▶ **AIM OF THE EXERCISE**:
Search the material below for the string "door" and extract each line that has it.

▶ **SUPPLIED ENTRIES**:
-- Opening Marker --
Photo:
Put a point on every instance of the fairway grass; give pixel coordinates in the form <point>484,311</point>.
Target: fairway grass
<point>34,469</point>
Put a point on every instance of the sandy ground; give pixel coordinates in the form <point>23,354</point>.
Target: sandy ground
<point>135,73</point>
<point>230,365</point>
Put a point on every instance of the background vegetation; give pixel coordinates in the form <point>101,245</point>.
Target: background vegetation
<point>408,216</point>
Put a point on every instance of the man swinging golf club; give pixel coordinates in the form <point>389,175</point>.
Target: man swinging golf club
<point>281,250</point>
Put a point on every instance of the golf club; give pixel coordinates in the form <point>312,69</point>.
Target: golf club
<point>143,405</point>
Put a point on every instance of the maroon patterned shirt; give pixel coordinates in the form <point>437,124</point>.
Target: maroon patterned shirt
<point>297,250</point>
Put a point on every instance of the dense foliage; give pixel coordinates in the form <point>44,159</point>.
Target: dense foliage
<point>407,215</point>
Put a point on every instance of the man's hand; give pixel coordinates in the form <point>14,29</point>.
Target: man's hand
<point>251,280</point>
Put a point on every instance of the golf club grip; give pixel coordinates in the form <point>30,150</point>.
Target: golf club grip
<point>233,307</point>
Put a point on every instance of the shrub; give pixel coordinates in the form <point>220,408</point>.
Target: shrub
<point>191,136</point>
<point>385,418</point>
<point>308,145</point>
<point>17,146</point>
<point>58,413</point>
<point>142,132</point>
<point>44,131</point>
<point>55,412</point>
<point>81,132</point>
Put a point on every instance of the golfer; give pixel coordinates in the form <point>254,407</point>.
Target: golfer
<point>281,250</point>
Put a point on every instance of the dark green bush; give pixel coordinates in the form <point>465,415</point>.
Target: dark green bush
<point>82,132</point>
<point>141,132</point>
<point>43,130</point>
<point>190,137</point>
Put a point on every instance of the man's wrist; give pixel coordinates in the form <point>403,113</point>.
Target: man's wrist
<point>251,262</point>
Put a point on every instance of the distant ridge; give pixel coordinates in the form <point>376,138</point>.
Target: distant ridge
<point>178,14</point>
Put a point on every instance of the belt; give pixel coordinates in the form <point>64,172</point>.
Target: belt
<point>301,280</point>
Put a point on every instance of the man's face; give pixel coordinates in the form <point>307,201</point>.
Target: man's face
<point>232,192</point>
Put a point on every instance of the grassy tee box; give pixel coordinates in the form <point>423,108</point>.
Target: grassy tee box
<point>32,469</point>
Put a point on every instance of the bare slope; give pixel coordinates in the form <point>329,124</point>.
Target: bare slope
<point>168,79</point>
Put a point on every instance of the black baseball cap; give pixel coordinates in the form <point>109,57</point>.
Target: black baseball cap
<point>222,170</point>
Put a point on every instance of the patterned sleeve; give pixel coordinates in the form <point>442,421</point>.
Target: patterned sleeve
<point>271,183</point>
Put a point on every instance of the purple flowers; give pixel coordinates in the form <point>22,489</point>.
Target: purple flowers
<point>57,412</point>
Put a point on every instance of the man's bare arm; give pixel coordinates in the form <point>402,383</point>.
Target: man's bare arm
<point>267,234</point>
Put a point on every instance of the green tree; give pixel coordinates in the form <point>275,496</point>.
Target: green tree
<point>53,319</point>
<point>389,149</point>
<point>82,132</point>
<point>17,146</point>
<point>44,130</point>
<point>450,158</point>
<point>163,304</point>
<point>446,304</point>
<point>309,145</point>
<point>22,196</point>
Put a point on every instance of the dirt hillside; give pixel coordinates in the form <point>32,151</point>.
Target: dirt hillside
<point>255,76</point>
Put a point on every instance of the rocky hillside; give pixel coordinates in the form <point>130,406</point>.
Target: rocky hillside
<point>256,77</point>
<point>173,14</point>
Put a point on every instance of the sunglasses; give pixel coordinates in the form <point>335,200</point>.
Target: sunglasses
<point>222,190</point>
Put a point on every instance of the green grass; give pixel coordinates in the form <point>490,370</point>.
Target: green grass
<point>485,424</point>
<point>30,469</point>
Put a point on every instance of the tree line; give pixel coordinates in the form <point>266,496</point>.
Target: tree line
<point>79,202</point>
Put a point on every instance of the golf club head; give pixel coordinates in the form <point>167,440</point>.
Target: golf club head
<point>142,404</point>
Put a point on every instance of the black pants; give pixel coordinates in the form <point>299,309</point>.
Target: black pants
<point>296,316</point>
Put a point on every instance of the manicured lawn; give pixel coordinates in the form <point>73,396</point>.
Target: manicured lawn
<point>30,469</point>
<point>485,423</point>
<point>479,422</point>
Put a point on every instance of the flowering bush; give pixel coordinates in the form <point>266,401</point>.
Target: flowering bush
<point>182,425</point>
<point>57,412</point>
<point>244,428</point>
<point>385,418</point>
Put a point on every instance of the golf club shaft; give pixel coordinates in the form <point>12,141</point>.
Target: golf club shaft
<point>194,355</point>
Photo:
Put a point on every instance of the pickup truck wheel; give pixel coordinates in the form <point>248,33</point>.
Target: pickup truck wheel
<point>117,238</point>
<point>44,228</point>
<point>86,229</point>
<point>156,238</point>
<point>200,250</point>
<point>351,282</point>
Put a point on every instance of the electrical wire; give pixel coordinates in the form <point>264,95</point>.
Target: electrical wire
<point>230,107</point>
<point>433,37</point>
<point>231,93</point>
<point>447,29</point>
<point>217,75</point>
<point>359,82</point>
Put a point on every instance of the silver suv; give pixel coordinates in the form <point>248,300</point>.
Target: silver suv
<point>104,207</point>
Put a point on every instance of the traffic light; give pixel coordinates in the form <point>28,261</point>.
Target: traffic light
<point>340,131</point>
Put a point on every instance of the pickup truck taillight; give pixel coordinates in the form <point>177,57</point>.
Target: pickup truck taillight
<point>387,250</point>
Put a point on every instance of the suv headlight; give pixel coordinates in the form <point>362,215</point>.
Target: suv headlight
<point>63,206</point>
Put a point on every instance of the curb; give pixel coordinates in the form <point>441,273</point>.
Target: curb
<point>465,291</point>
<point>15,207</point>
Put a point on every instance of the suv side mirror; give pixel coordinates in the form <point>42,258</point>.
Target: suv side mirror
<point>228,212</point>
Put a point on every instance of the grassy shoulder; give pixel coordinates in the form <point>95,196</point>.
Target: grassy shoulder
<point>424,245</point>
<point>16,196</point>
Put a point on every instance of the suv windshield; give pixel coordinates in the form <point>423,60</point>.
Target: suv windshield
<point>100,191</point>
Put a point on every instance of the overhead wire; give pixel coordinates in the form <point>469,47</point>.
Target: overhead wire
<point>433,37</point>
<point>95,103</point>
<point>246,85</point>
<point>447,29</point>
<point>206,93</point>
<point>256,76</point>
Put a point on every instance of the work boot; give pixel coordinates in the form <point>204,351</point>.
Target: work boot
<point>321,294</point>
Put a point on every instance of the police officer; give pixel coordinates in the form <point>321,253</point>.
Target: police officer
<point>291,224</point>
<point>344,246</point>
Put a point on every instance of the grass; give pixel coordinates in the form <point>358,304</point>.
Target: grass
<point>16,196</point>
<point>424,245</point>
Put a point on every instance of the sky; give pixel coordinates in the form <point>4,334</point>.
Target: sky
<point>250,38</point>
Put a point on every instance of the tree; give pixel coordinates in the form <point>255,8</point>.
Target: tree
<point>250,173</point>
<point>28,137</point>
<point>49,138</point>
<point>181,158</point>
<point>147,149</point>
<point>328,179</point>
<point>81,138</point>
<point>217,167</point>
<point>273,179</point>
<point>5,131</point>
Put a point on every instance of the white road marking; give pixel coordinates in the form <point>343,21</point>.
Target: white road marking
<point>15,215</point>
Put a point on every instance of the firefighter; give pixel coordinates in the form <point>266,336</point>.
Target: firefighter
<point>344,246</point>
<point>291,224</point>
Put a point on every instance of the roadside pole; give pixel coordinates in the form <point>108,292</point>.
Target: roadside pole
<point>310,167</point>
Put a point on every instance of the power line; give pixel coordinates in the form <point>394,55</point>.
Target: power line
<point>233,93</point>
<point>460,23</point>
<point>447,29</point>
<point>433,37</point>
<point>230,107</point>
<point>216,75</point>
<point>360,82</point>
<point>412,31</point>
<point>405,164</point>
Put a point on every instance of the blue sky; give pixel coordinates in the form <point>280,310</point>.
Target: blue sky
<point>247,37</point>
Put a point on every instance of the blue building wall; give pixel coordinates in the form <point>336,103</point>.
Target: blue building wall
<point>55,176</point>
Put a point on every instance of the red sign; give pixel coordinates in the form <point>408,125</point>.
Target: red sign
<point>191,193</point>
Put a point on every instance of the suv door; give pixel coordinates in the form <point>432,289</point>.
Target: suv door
-- Closing Marker --
▶ **TASK RESPONSE**:
Put a point on every instance of the suv door; give pixel coordinates in the form <point>432,289</point>.
Target: suv door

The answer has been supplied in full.